== TASK TO CARRY OUT ==
Rewrite the listing from the line with "Place one keypoint on each instance of the painted sky" through the end, putting "marker" in place of every "keypoint" and keeping everything else the same. Leave the pictures out.
------
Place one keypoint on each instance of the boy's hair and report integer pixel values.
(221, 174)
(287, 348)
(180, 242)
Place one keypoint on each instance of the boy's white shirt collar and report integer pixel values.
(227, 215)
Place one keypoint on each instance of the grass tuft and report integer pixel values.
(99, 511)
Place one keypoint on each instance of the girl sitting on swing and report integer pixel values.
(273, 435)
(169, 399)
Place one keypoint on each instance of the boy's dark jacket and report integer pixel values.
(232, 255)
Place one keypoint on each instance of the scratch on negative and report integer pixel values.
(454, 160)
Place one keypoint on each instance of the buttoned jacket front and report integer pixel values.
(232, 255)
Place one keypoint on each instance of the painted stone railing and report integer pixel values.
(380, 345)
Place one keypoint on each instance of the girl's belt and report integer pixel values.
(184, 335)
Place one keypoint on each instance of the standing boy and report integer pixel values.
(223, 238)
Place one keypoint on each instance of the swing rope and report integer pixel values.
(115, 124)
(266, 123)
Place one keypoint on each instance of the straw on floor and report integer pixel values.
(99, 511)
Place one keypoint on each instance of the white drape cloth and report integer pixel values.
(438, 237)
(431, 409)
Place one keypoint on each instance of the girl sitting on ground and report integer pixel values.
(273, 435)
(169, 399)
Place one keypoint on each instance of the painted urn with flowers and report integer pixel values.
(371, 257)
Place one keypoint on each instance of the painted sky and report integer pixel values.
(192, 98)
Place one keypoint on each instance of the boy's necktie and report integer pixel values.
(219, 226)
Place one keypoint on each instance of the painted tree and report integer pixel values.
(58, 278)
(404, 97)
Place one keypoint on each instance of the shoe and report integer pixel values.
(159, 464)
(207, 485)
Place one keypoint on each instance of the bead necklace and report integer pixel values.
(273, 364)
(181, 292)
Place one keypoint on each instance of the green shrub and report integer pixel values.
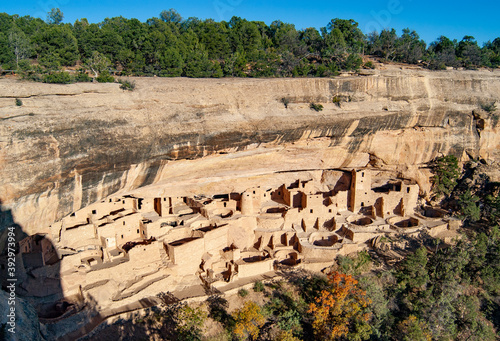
------
== SOLUTION TO THIS TASK ==
Place one marker on each instance of the painted sky and report integer pixel values.
(192, 98)
Place one marker on each instance of the boy's necktie and report integer pixel values.
(219, 226)
Place one marker on each instance of the painted tree and report integer pixel values.
(58, 278)
(404, 97)
Place one marker on each instance of the shoe and report integer pixel values.
(159, 464)
(207, 485)
Place one marker on each instance of the bead necklace and report integer pixel values.
(273, 364)
(181, 292)
Place one marker on each instance of the green shrub and report integer pixel values.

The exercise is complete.